(Text begins)
Stress, a source of longevity?
Hormetic effect: the protective effects of peroxyredoxin (in green) do not increase linearly. After the oxidative stress threshold of 50 μM, the deleterious effects of this oxidative stress become superior to the protective effects.
Elife April 18, 2017
April 18, 2017
The researchers of Gilles Charvin’s team were interested in the phenomenon of acquisition of tolerance to oxidative stress in yeast. After studying the mechanism of this process, which is linked to a particular enzymatic operating mode, the study published on April 18th in the eLife magazine surprisingly reveals an increased longevity in yeasts exposed to a low dose of stress.
The physiological adaptation of organisms to changes in the environment is a central component of the Living. So-called "homeostatic" systems make it possible to maintain the internal physiological variables at a constant level despite the fluctuations of the external environment. Although they are well described at the molecular level, most of these systems show amazing but still poorly understood properties, such as the acquisition of stress tolerance for example: an organism can acquire resistance to very severe stress if it has been previously pre-exposed to a low stress dose. To better understand this phenomenon of "memory", the team of Gilles Charvin has developed a quantitative methodology to characterize with great precision the response to oxidative stress in baker's yeast.
(Text ends)
Answer these questions from the text on stress and longevity:
(a) Past what oxidative stress threshold do the harmful effects outweigh the protective effects of peroxyredoxin?
(b) In which publication did the study appear, and on what date?
(c) In what organism did Gilles Charvin's team characterize the response to oxidative stress?
You can set the lines aside; they are not needed here.
(Provided material begins)
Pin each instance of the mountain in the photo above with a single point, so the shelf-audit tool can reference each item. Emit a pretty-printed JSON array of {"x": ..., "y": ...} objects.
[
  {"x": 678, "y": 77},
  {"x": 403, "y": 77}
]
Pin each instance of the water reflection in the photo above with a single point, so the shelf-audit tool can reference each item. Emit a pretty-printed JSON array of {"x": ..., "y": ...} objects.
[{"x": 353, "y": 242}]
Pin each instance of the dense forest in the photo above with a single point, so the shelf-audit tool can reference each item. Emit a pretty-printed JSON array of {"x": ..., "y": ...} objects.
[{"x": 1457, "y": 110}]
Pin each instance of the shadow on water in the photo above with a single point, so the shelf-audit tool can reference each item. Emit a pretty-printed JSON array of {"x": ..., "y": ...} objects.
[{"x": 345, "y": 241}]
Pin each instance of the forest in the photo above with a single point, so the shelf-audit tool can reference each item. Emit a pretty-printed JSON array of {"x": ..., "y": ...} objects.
(Provided material ends)
## Result of this task
(a) 50 μM
(b) eLife, April 18, 2017
(c) Baker's yeast